━━ Extrait ━━

Des expérimentations encourageantes mais rares

Quelques entreprises ont toutefois tenté d’associer les représentants des salariés. Dans l’une d’elles, un atelier organisé en mars 2025 a réuni une douzaine de participants, dont des représentants syndicaux français et européens, pour évaluer les risques liés aux droits du travail. Les participants ont travaillé en sous-groupes sur quatre thématiques : travail illégal, risques psychosociaux, conditions de travail et discrimination.

“Leurs évaluations se sont avérées globalement cohérentes avec celles des autres experts, notamment sur le niveau de contrôle”, note Marie-Noëlle Lopez. Dans une autre société, l’entreprise a sollicité des représentants de plusieurs pays lors de trois ateliers à distance pour hiérarchiser les risques identifiés et les classer ensuite selon leur gravité.

━━━
━━ Données extraites ━━

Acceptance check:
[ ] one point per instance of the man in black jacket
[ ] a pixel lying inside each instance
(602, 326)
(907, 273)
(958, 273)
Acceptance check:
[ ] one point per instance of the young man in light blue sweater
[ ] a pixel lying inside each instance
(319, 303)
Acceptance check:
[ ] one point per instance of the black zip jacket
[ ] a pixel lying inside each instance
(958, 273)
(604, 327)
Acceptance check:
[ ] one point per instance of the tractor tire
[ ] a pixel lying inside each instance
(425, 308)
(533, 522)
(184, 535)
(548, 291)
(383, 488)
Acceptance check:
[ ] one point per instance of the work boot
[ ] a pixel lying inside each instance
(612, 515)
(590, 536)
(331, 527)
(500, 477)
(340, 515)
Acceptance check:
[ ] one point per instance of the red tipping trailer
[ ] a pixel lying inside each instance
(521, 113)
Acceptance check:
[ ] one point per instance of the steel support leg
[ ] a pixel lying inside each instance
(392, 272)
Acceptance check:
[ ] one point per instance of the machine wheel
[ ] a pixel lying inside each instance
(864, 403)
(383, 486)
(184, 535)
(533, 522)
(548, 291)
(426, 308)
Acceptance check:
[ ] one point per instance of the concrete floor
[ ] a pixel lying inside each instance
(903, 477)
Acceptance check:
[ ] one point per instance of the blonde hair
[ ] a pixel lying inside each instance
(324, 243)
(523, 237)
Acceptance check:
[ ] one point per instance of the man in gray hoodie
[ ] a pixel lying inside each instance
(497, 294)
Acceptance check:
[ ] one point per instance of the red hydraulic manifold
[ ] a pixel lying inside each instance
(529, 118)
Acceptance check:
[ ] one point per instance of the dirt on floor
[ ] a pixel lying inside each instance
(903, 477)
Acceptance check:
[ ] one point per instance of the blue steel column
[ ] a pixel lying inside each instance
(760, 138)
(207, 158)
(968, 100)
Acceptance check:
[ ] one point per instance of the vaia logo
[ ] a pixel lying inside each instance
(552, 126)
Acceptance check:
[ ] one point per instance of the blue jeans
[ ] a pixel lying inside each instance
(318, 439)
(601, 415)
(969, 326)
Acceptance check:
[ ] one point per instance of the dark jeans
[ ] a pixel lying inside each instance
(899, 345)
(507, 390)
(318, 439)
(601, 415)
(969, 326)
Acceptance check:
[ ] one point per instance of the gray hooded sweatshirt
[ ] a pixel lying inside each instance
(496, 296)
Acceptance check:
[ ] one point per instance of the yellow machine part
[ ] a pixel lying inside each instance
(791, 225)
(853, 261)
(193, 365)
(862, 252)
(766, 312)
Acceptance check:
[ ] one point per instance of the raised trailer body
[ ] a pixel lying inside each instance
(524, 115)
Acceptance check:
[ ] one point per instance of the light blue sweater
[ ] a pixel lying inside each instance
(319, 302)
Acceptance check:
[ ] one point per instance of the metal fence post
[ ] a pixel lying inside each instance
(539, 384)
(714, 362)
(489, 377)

━━━

=== Énoncé du problème ===
Extrayez à l'identique, dans le texte sur l'association des représentants des salariés, tout le passage qui va de « Des expérimentations encourageantes » jusqu'à « selon leur gravité. ».

=== Résultat de la tâche ===
Des expérimentations encourageantes mais rares

Quelques entreprises ont toutefois tenté d’associer les représentants des salariés. Dans l’une d’elles, un atelier organisé en mars 2025 a réuni une douzaine de participants, dont des représentants syndicaux français et européens, pour évaluer les risques liés aux droits du travail. Les participants ont travaillé en sous-groupes sur quatre thématiques : travail illégal, risques psychosociaux, conditions de travail et discrimination.

“Leurs évaluations se sont avérées globalement cohérentes avec celles des autres experts, notamment sur le niveau de contrôle”, note Marie-Noëlle Lopez. Dans une autre société, l’entreprise a sollicité des représentants de plusieurs pays lors de trois ateliers à distance pour hiérarchiser les risques identifiés et les classer ensuite selon leur gravité.